▶ [Work task] Every line below that contains "table" is to be copied.
++++ Given records ++++
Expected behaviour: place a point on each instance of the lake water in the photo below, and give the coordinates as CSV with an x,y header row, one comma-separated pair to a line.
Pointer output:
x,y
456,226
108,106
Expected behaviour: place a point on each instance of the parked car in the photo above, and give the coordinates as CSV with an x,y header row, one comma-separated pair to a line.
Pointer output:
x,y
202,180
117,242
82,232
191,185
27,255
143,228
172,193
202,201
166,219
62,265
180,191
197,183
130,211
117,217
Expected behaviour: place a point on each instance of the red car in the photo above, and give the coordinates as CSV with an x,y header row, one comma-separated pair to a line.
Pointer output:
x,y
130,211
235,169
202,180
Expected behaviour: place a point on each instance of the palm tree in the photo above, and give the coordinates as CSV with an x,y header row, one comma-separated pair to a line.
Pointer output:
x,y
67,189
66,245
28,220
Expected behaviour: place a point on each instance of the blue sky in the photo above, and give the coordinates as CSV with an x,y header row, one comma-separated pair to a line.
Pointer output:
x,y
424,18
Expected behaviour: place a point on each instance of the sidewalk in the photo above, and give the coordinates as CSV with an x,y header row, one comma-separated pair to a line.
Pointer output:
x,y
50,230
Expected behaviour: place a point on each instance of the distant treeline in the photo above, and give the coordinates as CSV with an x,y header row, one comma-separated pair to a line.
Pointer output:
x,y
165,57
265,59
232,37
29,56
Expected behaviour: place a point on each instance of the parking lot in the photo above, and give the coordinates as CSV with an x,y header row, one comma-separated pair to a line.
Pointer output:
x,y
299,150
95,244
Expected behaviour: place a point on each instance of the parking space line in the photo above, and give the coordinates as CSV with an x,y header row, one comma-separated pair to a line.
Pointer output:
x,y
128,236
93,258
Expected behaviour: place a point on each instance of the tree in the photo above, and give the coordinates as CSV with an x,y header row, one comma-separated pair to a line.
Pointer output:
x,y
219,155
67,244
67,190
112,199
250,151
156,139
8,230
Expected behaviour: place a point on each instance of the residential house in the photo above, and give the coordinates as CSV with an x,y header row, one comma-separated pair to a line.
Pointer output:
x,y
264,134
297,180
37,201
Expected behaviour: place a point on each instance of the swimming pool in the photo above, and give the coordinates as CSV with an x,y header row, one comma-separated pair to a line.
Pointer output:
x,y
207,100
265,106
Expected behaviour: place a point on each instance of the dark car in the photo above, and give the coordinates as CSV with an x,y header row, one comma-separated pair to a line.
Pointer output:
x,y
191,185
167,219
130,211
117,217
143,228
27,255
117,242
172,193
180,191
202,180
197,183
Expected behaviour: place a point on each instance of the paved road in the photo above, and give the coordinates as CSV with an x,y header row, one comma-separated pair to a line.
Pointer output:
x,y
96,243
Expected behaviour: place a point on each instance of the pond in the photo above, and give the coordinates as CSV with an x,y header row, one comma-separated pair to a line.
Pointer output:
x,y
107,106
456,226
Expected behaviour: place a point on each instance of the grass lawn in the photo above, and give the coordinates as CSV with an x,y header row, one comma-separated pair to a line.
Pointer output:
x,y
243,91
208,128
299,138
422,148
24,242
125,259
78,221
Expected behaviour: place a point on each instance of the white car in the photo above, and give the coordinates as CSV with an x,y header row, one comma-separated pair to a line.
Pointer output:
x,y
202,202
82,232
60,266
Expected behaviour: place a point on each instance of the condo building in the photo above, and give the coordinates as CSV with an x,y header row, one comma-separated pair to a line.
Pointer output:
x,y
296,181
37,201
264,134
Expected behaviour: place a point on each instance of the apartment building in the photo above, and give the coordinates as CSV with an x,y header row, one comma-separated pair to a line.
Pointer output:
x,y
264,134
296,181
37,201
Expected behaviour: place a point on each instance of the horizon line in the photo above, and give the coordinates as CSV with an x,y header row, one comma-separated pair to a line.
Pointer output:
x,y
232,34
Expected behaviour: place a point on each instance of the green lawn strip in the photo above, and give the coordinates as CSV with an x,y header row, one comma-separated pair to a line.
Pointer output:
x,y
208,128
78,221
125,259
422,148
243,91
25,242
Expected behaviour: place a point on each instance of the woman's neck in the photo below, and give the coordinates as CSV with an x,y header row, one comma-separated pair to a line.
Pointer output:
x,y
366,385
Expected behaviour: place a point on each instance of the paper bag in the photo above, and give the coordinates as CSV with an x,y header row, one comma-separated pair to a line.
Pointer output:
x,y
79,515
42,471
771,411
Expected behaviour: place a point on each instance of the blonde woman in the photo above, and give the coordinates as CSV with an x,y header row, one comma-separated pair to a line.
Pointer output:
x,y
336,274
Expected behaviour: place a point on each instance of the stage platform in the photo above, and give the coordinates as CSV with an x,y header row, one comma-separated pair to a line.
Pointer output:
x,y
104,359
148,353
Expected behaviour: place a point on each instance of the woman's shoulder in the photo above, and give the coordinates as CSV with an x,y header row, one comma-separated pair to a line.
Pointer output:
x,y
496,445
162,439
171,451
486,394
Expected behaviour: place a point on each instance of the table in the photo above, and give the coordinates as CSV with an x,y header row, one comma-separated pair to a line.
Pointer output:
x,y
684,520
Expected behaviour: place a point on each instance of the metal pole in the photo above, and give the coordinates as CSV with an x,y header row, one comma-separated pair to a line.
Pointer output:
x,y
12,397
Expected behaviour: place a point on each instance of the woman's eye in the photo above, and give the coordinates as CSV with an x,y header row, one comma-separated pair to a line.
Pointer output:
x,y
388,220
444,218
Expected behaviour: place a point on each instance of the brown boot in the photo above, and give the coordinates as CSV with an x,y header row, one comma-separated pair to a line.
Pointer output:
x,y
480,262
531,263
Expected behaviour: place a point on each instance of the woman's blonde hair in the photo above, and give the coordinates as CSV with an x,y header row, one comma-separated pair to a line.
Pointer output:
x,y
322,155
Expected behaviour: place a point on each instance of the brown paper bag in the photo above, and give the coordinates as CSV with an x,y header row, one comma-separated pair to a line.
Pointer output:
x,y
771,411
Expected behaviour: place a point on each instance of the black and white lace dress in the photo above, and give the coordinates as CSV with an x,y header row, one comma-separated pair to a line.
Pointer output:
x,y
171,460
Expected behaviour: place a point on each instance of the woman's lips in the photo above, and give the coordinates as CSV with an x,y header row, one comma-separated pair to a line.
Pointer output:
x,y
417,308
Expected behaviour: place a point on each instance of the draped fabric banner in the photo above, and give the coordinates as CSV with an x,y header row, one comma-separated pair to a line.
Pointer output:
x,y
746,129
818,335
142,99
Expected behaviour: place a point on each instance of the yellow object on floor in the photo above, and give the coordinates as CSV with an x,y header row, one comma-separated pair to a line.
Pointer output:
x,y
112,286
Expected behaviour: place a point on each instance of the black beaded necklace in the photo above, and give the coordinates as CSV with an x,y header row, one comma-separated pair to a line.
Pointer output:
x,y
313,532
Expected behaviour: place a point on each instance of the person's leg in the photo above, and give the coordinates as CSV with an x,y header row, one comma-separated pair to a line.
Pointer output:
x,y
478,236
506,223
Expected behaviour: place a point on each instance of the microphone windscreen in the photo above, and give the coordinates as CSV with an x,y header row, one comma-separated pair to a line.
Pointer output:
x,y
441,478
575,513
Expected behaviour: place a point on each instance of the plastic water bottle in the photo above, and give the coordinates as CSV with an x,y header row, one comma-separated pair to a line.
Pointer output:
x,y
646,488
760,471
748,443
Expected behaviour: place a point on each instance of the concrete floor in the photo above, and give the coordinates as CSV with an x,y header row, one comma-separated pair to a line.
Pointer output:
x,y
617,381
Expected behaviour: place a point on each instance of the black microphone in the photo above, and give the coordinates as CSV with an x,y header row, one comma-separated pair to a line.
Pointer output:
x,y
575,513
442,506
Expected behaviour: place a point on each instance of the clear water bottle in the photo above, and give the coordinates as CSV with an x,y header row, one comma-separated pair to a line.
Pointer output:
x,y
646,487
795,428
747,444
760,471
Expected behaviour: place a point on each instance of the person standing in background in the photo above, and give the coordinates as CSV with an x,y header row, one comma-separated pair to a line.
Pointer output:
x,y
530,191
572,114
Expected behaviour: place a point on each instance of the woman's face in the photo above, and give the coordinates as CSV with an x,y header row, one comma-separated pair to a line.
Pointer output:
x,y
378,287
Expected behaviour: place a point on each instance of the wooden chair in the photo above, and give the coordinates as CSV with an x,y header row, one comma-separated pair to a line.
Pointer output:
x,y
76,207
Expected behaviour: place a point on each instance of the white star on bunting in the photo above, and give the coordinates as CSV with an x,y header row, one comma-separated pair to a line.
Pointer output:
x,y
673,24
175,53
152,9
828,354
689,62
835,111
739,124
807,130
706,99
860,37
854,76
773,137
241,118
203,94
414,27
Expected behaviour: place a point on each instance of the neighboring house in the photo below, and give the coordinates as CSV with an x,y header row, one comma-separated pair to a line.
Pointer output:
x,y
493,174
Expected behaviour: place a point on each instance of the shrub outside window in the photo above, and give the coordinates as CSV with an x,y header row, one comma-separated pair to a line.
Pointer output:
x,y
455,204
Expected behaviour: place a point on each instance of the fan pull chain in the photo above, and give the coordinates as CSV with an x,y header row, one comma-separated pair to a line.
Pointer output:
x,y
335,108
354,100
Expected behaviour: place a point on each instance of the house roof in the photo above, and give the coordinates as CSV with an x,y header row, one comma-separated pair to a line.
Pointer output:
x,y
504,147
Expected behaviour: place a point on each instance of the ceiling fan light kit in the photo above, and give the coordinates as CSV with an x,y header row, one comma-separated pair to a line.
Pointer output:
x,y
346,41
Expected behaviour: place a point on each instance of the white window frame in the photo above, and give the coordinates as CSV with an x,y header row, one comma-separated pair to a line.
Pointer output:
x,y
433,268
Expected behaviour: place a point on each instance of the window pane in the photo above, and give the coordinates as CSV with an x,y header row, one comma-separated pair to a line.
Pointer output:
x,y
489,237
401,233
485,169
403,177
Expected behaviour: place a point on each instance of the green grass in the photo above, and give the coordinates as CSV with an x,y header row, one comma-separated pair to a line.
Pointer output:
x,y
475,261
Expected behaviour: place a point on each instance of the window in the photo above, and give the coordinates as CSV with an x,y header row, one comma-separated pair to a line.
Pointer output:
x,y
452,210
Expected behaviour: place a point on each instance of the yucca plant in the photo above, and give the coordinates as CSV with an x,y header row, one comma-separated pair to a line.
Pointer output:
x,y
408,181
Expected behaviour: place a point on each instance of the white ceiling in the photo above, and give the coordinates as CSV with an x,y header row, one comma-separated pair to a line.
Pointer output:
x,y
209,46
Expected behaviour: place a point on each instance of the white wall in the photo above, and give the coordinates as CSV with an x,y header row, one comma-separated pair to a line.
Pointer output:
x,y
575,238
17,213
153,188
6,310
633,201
++++
++++ Given records ++++
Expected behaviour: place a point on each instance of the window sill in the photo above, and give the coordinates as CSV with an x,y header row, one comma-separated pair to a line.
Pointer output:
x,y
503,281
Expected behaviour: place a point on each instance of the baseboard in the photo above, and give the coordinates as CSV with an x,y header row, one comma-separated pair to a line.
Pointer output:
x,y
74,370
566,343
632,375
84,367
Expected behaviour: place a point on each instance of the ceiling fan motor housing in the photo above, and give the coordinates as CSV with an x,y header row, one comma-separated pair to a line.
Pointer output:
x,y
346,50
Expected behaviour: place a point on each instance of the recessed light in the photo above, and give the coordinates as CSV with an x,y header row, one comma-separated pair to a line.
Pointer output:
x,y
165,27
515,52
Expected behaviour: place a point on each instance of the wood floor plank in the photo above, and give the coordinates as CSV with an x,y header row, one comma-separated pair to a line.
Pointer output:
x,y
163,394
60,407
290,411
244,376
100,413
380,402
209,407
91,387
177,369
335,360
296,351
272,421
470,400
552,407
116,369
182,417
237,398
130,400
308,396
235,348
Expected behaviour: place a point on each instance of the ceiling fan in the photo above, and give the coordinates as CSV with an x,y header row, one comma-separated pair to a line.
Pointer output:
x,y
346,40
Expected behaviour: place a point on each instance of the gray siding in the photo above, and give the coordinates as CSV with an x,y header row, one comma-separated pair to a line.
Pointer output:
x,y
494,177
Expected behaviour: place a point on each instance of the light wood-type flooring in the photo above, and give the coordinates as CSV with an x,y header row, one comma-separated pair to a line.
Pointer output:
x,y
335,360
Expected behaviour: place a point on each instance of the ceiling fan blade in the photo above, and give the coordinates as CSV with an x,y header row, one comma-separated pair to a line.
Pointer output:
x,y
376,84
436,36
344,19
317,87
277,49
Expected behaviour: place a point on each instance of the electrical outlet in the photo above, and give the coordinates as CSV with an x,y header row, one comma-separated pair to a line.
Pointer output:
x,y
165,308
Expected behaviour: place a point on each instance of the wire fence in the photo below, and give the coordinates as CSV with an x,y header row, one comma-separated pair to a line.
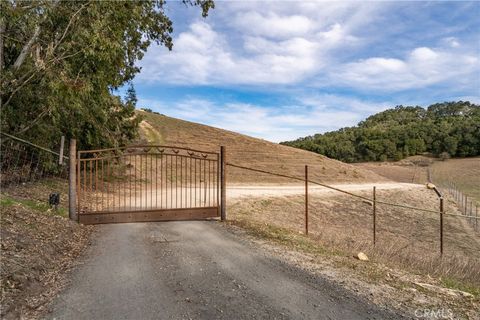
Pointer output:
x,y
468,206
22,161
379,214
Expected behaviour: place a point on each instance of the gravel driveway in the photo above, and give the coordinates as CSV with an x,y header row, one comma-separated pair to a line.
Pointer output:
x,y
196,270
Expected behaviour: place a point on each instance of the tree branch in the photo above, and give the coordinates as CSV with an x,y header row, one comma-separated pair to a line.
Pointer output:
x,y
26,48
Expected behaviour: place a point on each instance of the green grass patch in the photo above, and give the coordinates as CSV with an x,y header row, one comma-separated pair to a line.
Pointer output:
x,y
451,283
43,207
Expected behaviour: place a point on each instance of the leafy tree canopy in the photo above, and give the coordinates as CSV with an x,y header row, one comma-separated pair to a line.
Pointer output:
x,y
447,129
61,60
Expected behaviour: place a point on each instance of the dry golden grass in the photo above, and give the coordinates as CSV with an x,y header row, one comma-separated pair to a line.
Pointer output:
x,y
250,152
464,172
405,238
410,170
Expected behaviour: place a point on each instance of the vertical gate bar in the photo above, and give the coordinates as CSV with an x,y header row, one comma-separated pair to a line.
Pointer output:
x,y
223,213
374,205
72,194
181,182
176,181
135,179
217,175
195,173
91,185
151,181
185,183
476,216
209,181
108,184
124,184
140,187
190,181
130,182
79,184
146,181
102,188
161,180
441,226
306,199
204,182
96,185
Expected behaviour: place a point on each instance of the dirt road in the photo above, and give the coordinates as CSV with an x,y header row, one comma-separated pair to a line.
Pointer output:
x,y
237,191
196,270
++++
++++ Given records ++++
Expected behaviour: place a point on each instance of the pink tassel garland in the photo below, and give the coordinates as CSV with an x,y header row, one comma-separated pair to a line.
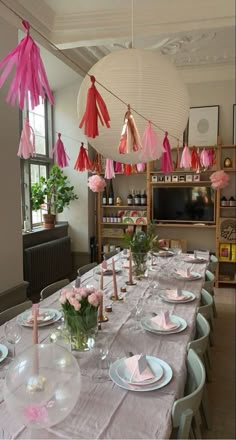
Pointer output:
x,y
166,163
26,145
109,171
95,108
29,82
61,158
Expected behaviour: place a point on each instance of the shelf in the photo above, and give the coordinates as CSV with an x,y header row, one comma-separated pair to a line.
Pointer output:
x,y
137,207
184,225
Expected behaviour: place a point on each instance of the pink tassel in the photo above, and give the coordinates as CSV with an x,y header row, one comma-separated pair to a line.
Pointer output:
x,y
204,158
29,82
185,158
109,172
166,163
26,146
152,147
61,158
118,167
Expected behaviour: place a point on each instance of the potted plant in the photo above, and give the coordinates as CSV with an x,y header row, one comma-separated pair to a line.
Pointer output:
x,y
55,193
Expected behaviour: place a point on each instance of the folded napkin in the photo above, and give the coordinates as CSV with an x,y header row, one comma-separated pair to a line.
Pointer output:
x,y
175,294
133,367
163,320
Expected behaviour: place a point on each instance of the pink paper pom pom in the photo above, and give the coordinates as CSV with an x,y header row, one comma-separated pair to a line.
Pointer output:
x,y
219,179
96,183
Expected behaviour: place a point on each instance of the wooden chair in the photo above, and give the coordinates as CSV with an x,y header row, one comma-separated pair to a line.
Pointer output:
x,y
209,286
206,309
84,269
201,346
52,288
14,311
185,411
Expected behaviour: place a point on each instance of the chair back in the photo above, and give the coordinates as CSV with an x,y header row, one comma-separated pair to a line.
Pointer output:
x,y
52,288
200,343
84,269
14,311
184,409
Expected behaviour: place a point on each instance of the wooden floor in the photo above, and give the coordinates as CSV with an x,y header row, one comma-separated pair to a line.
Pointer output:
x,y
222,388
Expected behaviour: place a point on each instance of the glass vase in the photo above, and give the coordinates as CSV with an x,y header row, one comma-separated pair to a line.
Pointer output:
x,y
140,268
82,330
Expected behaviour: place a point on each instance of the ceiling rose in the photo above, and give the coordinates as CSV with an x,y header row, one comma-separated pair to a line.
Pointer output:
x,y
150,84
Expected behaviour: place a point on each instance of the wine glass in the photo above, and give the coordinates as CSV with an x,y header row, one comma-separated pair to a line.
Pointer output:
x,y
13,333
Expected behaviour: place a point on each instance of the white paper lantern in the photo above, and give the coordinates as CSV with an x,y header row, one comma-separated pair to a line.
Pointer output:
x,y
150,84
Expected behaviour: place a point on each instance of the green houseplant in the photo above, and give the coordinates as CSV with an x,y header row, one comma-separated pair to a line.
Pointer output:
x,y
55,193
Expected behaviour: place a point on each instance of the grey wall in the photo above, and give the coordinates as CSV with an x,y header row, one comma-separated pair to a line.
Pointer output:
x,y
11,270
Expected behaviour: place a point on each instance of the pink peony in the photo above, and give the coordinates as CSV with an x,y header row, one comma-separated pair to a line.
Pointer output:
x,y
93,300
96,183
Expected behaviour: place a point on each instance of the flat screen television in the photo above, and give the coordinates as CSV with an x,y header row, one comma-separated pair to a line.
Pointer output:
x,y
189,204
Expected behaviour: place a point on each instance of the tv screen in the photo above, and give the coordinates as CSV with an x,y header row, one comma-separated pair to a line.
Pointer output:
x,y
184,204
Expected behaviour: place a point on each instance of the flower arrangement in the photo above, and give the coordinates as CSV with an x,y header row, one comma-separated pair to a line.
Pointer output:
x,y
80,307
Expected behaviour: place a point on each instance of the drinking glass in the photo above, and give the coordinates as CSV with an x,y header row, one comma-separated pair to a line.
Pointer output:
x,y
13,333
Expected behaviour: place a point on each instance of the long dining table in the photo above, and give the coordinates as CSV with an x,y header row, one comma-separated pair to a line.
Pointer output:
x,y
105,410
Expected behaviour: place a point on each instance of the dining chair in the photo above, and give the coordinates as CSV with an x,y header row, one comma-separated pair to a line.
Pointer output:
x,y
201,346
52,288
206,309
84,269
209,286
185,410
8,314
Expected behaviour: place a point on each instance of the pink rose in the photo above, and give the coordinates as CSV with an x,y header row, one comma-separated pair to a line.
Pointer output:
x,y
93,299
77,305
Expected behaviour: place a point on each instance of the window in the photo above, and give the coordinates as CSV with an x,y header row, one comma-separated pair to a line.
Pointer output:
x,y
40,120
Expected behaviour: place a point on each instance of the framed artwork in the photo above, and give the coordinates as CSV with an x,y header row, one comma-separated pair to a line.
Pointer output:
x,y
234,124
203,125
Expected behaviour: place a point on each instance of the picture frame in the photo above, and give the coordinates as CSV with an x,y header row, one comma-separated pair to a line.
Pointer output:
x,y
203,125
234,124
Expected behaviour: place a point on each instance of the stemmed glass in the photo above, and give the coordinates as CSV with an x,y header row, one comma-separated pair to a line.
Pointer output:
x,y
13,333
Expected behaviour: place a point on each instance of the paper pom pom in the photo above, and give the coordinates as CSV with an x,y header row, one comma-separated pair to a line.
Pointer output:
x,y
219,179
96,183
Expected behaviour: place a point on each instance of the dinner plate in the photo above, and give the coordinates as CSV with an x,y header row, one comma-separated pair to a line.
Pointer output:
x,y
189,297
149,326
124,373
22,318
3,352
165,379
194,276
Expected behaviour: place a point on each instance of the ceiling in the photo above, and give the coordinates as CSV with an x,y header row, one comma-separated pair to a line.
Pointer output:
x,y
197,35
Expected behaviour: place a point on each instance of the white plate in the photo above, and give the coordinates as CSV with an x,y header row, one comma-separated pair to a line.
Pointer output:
++++
▶ [Reply to the exercise]
Expected behaviour: place a point on each instance of the table in the photo above, and give the coordinates as CSV with an x,y header row, one comma-separated pair to a line.
Expected behaviour: place a point on each instance of the long dining table in the photo above, and give the coordinates as CSV with an x,y header row, one comma-separated pair to a line.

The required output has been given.